» **Dataset records**:
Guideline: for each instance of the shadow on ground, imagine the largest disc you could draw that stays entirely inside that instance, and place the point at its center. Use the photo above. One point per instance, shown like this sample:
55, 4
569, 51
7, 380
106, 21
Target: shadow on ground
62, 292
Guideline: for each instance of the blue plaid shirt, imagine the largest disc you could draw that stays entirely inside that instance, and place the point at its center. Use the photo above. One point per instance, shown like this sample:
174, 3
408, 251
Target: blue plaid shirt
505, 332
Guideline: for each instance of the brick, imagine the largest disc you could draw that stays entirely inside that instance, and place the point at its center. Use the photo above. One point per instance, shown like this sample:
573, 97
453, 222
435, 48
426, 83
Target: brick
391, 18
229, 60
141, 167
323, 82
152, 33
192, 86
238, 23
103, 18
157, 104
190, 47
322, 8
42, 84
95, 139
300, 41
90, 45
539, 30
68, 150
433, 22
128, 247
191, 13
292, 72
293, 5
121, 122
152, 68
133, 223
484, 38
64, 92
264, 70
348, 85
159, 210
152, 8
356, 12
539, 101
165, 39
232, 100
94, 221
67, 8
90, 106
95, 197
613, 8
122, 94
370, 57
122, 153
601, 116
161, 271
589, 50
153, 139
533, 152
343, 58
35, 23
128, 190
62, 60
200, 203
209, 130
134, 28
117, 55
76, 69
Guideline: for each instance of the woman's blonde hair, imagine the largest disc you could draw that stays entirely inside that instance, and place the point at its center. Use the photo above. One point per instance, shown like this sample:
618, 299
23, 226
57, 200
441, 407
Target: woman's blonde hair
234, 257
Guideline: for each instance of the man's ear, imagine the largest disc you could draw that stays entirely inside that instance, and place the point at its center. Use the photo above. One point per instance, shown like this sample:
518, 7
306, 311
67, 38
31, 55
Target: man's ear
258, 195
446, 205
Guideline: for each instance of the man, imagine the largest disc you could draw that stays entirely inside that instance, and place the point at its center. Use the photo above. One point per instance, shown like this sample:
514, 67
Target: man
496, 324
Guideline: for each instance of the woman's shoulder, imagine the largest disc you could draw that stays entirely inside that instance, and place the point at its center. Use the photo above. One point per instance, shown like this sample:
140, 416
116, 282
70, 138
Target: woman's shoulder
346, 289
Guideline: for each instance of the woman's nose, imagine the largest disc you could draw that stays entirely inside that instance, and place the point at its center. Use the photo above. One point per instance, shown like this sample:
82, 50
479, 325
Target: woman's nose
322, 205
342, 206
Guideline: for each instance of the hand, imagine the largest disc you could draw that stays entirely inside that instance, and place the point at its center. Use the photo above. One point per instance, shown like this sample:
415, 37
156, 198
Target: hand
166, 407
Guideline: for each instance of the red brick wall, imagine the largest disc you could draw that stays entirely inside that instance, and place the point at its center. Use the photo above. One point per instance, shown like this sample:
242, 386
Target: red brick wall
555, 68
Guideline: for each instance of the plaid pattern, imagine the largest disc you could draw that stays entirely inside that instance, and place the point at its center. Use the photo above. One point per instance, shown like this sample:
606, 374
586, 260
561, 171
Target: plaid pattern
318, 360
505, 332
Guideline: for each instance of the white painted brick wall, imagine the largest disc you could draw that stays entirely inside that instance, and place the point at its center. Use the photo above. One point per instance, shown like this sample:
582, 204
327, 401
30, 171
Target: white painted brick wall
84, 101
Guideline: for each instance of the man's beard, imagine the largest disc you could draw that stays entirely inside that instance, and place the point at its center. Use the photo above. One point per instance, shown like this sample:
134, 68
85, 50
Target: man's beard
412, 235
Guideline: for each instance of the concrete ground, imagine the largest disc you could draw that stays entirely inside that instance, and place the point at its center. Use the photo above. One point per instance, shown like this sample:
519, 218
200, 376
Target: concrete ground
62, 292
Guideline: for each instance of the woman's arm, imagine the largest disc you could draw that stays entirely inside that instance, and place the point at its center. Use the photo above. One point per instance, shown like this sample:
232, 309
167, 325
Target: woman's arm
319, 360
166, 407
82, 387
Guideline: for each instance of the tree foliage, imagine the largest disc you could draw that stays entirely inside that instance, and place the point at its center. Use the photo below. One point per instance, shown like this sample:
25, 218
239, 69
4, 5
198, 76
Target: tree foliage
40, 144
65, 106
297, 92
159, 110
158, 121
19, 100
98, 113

» **About this exercise**: The records above should be repeated word for word.

» **Your solution**:
Guideline: for each instance of the shadow on ground, imagine the largest disc you could draw that stays entirely inside that instance, and place the point at its center. Use the photo above. One point per instance, shown like this sample:
55, 4
569, 51
7, 380
106, 21
Target: shadow on ground
62, 292
Guideline: for each instance of the blue plaid shirt, imagine the largest disc you could draw that stays entirely inside that instance, and place the point at its center. Use the photo above. One point per instance, shown like this sample:
174, 3
408, 251
Target: blue plaid shirt
505, 332
Guideline: for each instance of the brick, imagine the largest disc you could draw that stays entirely inside that instance, and place the point at its center. Use the photo above. One point per instance, shown like this sample:
573, 97
453, 222
435, 48
426, 83
Target: brick
391, 18
229, 60
141, 167
323, 82
152, 33
192, 86
238, 23
103, 18
157, 104
190, 47
322, 8
42, 84
95, 139
300, 41
90, 45
539, 30
68, 150
433, 22
128, 247
191, 13
292, 72
293, 5
121, 122
152, 68
133, 223
484, 38
64, 92
264, 70
348, 85
159, 210
152, 8
356, 12
539, 101
165, 39
232, 100
94, 221
67, 8
90, 106
95, 197
613, 8
122, 94
370, 57
122, 153
601, 116
161, 271
589, 50
153, 139
533, 152
343, 58
35, 23
128, 190
62, 60
200, 203
209, 130
134, 28
117, 55
76, 69
Guideline: for each instance of the woman's blonde hair, imagine the largest disc you could draw that stays entirely inside that instance, and place the point at its center. Use the photo above. One point per instance, shown like this sample:
618, 299
23, 226
57, 200
441, 407
Target: woman's blonde hair
234, 257
Guideline: for each instance of the man's ear, imagine the largest disc you could draw that stays entirely inside that instance, and place the point at its center. Use the photo above. One point per instance, shown like this sample:
518, 7
306, 311
67, 38
31, 55
Target: man's ear
258, 195
446, 205
Guideline: for each instance of the man, imagine the largest disc you could draw that stays entirely inside that instance, and place the point at its center. Use the photo above. One point per instance, shown like this sample:
514, 67
Target: man
496, 324
Guideline: for each instance of the woman's shoulder, imagine the largest disc you could draw that stays entirely inside that instance, and place the point at its center. Use the photo above. One point per instance, shown like this sample:
140, 416
116, 282
70, 138
Target: woman's shoulder
346, 289
Guideline: for each instance of the woman's nose, imagine the largest disc you could draw that stays entirely inside that instance, and place the point at its center. Use the photo above. One point per instance, shown like this sample:
82, 50
479, 325
Target: woman's nose
322, 205
342, 206
Guideline: for each instance of the hand, imagine the largest disc you could draw that stays entirely inside that instance, and place the point at its center. Use the photo above. One point per instance, shown like this sample:
415, 37
156, 198
Target: hand
166, 407
Guideline: for each instance of the red brick wall, imagine the largest disc you could draw that stays entirely inside that instance, and place the point at its center. Use the photo above. One point per instance, shown like this sample:
242, 386
Target: red brick wall
555, 68
Guideline: for each instance of the plaid pattern, imagine the largest disc you could draw that stays entirely inside that instance, and place the point at its center. Use the photo above. One point per instance, shown like this sample:
606, 374
586, 260
561, 171
Target: plaid pattern
318, 360
505, 332
Guideline: for each instance of the white painted brick wall, imagine the largest disc you could draw that stays entirely inside that instance, and place the point at its center. Use the photo above. One point per instance, shown like this sample:
582, 204
327, 401
30, 171
Target: white painted brick wall
84, 101
Guideline: for each instance of the man's beard, imagine the largest disc you could draw that stays entirely inside that instance, and place the point at its center. Use the photo above. One point per instance, shown like this sample:
134, 68
85, 50
Target: man's beard
412, 235
Guideline: for each instance of the concrete ground, imagine the largest disc you could draw that stays entirely inside that instance, and place the point at its center. Use the photo above. One point per instance, shown like this sample:
519, 218
200, 376
Target: concrete ground
62, 292
Guideline: for each instance of the woman's arm, imagine the largest disc you could draw that stays entirely inside that instance, and place the point at its center. Use the photo above. One point per instance, shown like this sample:
232, 309
167, 325
Target: woman's arm
319, 360
166, 407
82, 387
Guideline: for each instance of the tree foliage, imagine the largest disc you could draw that stays entirely inside that instance, and place the point at its center. Use the photo below. One point per instance, shown like this sample:
25, 218
239, 69
4, 5
198, 76
Target: tree foliage
40, 144
65, 106
297, 92
159, 110
158, 121
19, 100
98, 113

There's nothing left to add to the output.